◆ Objective
Please repeat everything from the line containing "wanted | a marker on every instance of the rocky outcrop" down to the end of the items, switching "rocky outcrop" to "rock formation" and keeping all else unchanged.

◆ Records shown
--

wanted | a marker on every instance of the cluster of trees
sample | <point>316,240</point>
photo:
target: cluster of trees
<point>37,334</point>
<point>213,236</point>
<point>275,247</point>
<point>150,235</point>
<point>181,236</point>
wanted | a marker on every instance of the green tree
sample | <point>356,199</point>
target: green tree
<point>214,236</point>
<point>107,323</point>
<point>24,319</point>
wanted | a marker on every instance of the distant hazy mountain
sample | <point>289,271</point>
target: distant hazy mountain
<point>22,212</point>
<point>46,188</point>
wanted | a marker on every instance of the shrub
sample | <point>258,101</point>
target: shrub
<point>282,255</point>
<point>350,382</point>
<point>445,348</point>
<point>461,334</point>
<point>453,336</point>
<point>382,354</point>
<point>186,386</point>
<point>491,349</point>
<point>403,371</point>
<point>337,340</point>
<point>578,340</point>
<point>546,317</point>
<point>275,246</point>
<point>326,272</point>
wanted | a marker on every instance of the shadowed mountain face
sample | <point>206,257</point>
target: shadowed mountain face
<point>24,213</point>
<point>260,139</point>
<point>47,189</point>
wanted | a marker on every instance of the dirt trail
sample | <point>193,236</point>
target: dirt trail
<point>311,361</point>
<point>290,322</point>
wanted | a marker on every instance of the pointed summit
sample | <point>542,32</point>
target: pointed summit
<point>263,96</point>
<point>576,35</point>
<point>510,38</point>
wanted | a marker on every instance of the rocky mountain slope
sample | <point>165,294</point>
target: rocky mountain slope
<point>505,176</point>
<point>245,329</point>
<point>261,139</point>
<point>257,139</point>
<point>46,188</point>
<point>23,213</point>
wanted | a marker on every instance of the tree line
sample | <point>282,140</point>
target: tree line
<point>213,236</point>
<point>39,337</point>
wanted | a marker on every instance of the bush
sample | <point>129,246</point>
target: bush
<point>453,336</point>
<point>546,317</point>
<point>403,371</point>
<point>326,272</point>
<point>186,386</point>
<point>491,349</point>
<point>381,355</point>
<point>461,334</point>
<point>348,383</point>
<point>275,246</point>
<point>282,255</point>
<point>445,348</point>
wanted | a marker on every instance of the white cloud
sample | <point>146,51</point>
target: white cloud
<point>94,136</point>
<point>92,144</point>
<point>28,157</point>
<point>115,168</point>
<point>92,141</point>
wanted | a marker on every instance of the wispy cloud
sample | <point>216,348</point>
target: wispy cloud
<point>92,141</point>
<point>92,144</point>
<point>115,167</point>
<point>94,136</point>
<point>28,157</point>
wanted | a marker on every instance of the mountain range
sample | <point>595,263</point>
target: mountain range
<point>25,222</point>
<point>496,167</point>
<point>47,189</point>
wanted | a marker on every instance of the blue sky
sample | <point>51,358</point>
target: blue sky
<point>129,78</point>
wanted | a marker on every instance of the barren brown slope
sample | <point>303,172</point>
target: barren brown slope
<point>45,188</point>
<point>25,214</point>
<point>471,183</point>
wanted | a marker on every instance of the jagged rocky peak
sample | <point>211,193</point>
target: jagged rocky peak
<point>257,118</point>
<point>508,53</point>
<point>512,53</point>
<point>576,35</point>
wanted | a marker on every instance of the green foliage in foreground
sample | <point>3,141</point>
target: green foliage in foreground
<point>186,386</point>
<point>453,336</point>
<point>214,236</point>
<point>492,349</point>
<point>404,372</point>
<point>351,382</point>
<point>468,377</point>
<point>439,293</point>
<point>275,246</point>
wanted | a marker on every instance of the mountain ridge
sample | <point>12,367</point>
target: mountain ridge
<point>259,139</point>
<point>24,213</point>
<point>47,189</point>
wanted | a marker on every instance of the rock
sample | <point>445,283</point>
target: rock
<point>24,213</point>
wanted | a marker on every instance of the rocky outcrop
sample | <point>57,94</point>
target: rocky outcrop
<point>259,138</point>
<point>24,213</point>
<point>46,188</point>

--

◆ Response
wanted | a marker on every instance of the rock formation
sample | <point>57,94</point>
target: rock formation
<point>259,138</point>
<point>24,213</point>
<point>46,188</point>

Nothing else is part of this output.